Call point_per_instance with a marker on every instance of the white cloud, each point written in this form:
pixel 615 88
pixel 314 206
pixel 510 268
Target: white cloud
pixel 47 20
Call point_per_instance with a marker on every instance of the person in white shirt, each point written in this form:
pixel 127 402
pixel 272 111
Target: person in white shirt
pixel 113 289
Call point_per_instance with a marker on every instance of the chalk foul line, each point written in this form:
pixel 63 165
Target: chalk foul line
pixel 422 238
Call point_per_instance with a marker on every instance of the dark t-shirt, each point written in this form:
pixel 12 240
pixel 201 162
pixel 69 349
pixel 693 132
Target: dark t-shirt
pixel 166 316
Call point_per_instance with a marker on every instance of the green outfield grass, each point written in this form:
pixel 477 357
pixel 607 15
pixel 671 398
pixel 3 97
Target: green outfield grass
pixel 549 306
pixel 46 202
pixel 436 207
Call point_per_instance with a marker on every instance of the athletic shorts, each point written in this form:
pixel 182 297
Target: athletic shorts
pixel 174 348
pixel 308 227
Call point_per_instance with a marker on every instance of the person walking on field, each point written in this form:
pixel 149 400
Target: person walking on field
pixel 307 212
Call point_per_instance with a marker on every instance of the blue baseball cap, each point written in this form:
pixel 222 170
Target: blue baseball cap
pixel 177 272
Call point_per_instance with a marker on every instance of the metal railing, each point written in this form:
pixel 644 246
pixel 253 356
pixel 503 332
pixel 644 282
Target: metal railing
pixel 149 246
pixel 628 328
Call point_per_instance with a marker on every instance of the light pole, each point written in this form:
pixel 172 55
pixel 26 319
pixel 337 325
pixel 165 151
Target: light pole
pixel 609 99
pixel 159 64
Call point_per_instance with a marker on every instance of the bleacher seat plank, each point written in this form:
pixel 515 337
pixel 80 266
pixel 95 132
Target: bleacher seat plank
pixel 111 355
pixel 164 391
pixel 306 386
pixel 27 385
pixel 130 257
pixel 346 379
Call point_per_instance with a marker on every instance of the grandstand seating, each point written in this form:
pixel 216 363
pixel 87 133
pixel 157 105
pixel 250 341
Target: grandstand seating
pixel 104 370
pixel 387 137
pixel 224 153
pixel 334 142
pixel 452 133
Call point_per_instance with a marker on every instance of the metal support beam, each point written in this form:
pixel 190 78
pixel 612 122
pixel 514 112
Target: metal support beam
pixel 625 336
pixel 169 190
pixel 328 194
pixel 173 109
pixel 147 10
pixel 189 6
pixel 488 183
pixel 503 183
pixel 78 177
————————
- Work instruction
Reproduce exactly the stretch of the material above that starts at the line with "pixel 26 319" and ends at the line with "pixel 514 112", both included, and nothing else.

- Finished task
pixel 26 319
pixel 337 325
pixel 165 151
Target: light pole
pixel 609 99
pixel 159 64
Call point_per_instance with a marker on every instance of the bleacher seat plank, each point written in this form:
pixel 515 337
pixel 80 266
pixel 95 132
Target: bleacher seat plank
pixel 111 355
pixel 164 391
pixel 306 386
pixel 27 385
pixel 130 257
pixel 346 379
Call point_per_instance with a marker on every instance of the grandstand seating, each point written in this form:
pixel 216 363
pixel 87 133
pixel 157 105
pixel 250 341
Target: grandstand seating
pixel 104 370
pixel 387 137
pixel 224 153
pixel 334 142
pixel 452 133
Call point_per_instance with a marker on every instance of the metal support beam, each point written in this form:
pixel 190 78
pixel 612 122
pixel 514 112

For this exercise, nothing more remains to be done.